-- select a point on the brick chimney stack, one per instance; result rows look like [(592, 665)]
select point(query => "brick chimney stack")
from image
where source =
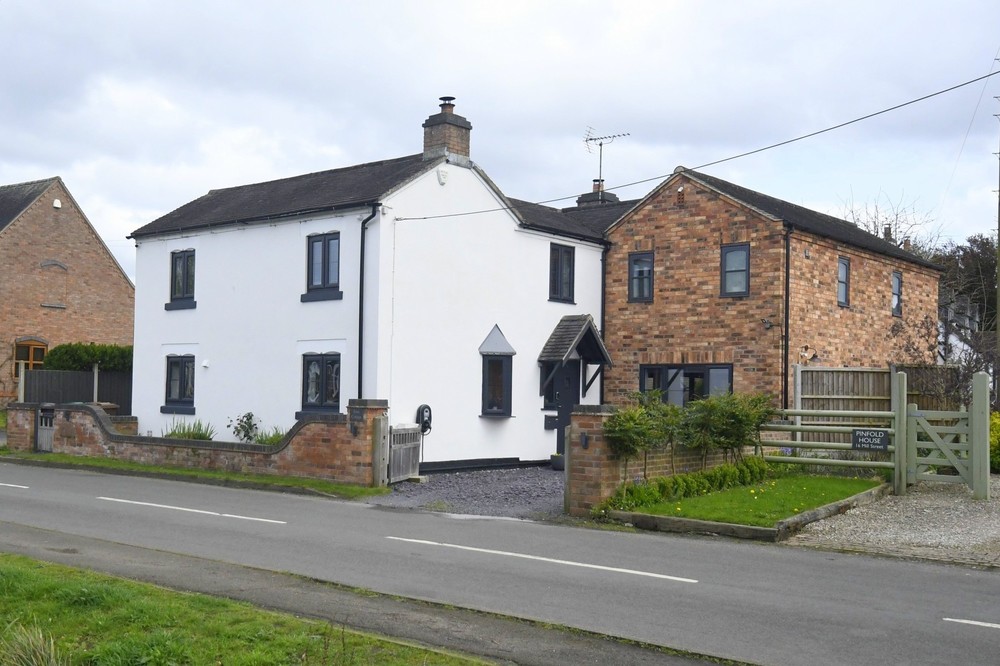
[(447, 134)]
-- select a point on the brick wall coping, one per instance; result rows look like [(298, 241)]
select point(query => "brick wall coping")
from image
[(106, 425), (595, 409)]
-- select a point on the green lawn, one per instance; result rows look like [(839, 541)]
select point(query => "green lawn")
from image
[(341, 490), (94, 619), (765, 503)]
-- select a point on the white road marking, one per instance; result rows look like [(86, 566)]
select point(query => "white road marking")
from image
[(202, 511), (988, 625), (546, 559)]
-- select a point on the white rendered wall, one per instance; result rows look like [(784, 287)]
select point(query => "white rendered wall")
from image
[(450, 280), (249, 329)]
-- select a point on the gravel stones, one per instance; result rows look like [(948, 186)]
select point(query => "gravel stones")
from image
[(525, 492)]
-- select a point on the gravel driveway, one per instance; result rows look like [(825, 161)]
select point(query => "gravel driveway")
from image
[(937, 521), (526, 492)]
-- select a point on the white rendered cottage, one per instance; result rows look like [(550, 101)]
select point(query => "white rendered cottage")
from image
[(412, 280)]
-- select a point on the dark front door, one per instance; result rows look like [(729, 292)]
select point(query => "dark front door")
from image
[(567, 381)]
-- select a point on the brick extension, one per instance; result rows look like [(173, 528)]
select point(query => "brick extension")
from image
[(688, 322), (338, 447)]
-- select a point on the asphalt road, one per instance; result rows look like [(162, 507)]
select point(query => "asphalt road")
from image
[(745, 601)]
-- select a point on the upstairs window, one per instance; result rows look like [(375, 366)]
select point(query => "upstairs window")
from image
[(323, 268), (735, 270), (843, 282), (640, 277), (681, 384), (180, 385), (181, 280), (561, 273), (897, 294), (29, 352), (321, 382)]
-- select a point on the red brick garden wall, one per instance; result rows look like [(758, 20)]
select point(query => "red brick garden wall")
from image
[(593, 475), (339, 447)]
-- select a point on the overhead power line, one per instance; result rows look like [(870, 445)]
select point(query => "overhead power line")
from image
[(740, 155)]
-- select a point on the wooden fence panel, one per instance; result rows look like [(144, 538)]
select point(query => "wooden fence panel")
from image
[(62, 386)]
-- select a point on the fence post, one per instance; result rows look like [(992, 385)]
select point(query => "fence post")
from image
[(979, 444), (899, 440), (797, 400)]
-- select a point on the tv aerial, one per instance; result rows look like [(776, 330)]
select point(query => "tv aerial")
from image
[(589, 140)]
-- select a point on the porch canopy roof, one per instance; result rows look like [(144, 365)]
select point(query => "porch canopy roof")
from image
[(575, 333)]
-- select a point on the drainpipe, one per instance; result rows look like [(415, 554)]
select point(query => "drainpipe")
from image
[(604, 283), (784, 329), (361, 301)]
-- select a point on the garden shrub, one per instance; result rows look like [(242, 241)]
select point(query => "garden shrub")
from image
[(193, 430), (83, 356), (630, 496)]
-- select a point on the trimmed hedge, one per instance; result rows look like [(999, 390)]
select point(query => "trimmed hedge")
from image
[(83, 356)]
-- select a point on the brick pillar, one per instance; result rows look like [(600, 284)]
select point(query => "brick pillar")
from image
[(361, 418), (21, 426), (592, 475)]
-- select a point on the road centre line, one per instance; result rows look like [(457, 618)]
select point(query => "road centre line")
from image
[(202, 511), (538, 558), (988, 625)]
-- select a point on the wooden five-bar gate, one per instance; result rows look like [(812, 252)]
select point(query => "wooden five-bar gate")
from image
[(922, 444)]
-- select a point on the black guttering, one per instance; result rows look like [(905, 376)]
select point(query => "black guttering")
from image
[(251, 220), (361, 299)]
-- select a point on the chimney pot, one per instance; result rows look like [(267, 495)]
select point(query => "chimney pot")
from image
[(446, 134)]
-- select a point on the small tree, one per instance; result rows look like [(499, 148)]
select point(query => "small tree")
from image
[(629, 432)]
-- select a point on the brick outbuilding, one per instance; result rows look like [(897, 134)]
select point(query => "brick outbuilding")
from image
[(59, 283)]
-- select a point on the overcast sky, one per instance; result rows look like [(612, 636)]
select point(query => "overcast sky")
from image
[(143, 106)]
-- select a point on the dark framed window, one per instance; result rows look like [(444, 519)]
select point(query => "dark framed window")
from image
[(321, 382), (497, 384), (843, 281), (561, 273), (681, 384), (31, 352), (897, 294), (181, 280), (180, 385), (735, 270), (323, 268), (640, 277), (548, 391)]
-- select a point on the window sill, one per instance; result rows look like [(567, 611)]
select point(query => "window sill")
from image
[(314, 295), (177, 409)]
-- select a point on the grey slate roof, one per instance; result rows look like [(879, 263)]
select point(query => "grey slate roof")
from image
[(585, 222), (808, 220), (348, 187), (575, 333), (14, 199)]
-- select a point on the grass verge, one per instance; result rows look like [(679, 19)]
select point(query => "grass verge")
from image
[(340, 490), (92, 619), (765, 503)]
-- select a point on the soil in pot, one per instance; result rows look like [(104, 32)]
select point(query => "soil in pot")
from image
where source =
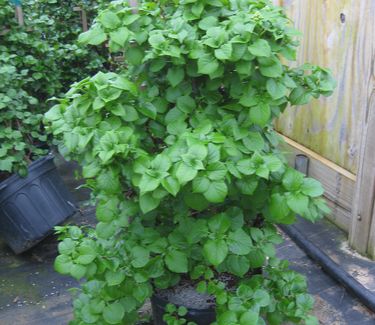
[(201, 307)]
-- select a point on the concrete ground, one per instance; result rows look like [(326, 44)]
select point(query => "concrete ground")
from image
[(32, 293)]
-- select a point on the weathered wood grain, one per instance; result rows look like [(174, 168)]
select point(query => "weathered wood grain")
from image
[(339, 184), (334, 36)]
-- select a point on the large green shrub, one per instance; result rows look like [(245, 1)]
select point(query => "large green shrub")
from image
[(181, 155), (37, 61)]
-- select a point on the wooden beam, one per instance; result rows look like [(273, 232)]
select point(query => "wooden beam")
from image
[(361, 236), (339, 184)]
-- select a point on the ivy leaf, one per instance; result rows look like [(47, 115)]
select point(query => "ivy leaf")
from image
[(298, 203), (216, 192), (148, 203), (276, 89), (114, 313), (176, 261), (260, 114), (215, 251), (260, 48), (312, 187), (207, 64), (175, 75)]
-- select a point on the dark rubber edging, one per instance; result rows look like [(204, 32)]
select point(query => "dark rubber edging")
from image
[(332, 268)]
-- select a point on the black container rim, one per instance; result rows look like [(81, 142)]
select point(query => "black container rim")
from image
[(161, 301), (16, 178)]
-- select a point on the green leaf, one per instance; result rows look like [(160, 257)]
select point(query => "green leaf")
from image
[(200, 184), (216, 192), (276, 89), (93, 36), (249, 318), (114, 313), (224, 52), (298, 203), (260, 48), (176, 261), (109, 20), (238, 265), (239, 242), (185, 173), (216, 171), (175, 75), (207, 64), (148, 203), (186, 104), (114, 278), (312, 187), (260, 114), (292, 180), (171, 185), (219, 223), (208, 22), (148, 183), (278, 207), (134, 55), (120, 36), (215, 251), (148, 110), (141, 256)]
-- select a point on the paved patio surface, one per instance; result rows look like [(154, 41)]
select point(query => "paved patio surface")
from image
[(32, 293)]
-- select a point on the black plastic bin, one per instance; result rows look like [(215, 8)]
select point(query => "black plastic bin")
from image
[(199, 316), (30, 207)]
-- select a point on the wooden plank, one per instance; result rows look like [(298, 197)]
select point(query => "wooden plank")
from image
[(362, 235), (332, 30), (338, 183)]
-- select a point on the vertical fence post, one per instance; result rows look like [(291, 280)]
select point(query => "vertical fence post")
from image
[(19, 12)]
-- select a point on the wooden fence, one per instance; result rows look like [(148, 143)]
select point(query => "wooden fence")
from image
[(338, 133)]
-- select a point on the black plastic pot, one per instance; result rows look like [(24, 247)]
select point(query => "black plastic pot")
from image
[(199, 316), (30, 207)]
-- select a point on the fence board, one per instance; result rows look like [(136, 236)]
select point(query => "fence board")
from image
[(331, 127)]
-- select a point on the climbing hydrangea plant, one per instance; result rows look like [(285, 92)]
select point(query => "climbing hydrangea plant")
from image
[(182, 158)]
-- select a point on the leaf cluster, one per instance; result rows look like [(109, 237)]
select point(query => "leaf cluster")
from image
[(179, 149), (38, 60)]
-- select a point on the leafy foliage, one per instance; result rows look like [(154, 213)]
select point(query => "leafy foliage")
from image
[(37, 61), (179, 150)]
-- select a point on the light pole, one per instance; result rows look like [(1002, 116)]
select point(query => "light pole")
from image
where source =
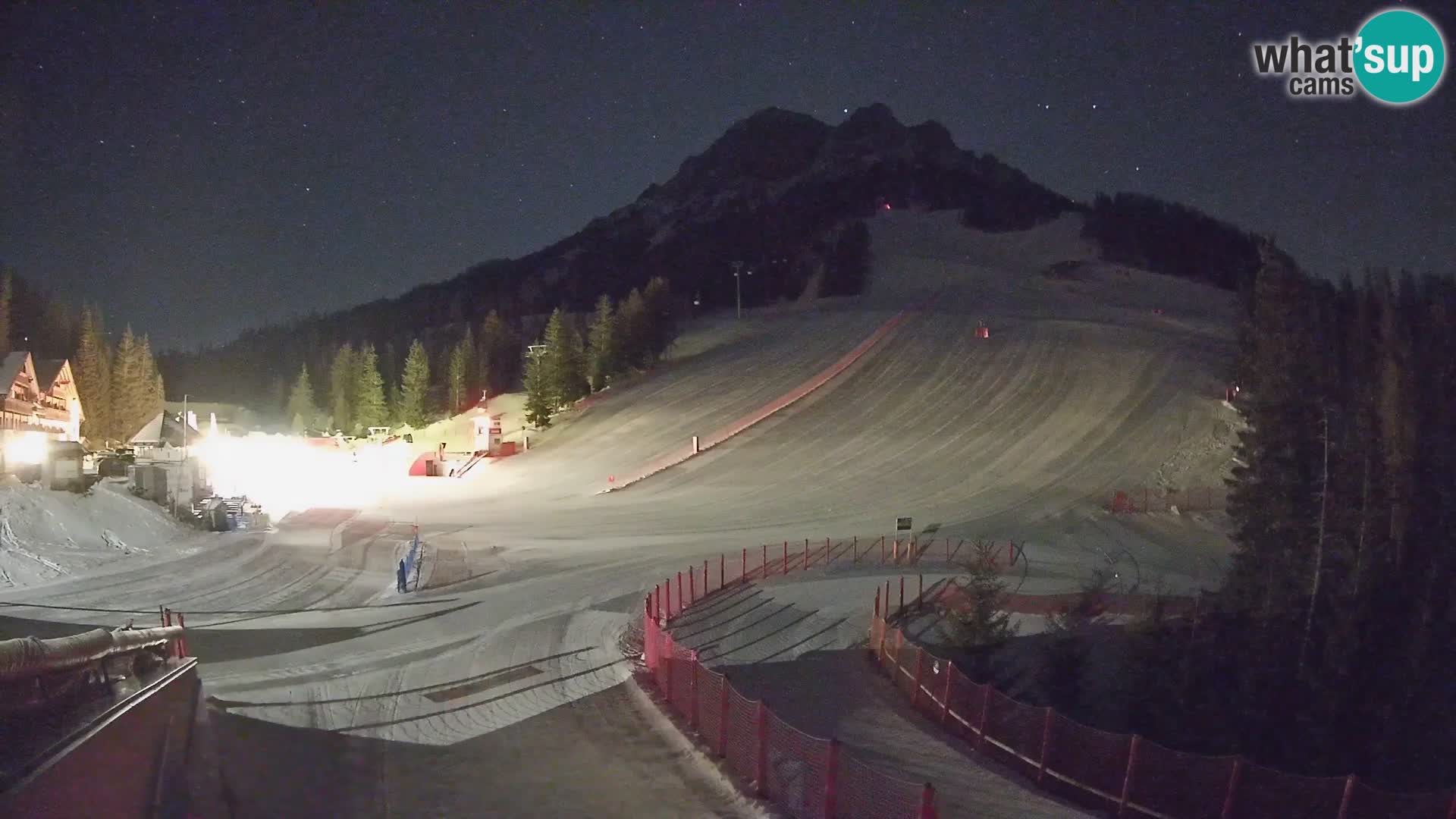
━━━━━━━━━━━━━━━━
▶ _TASK INSTRUCTIONS_
Lay out the rows as a Markdown table with columns Line and Content, one table row per line, beginning at the top of the rows and stopping after the line that contains "[(106, 425), (595, 409)]". Drop blank lines and leave the pictures out.

▶ _THE REPLY_
| Line | Content |
|---|---|
| 1 | -- select a point on the brick chimney stack, one per instance; result rows look like [(592, 665)] |
| 2 | select point(query => "brick chimney stack") |
| 3 | from image |
| 4 | where source = |
| 5 | [(447, 134)] |
| 6 | -- select a point on the brick wall coping, one per instance; result rows look like [(298, 241)] |
| 7 | select point(query => "brick wall coping") |
| 8 | from image |
| 9 | [(106, 425), (595, 409)] |